─── Data extract ───

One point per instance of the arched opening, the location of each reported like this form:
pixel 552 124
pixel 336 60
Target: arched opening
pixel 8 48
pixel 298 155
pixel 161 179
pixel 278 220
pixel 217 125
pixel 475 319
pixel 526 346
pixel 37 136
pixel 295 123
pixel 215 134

───

▸ **Exercise aim**: Rewrite every line of the records above as a JSON list of strings, one string per line, leaving out any blank lines.

▸ **Result below**:
[
  "One point per instance of the arched opening, the location of each reported like this form:",
  "pixel 552 124",
  "pixel 336 60",
  "Target: arched opening",
  "pixel 8 48",
  "pixel 298 155",
  "pixel 161 179",
  "pixel 278 220",
  "pixel 217 125",
  "pixel 475 319",
  "pixel 526 346",
  "pixel 37 136",
  "pixel 295 123",
  "pixel 215 134"
]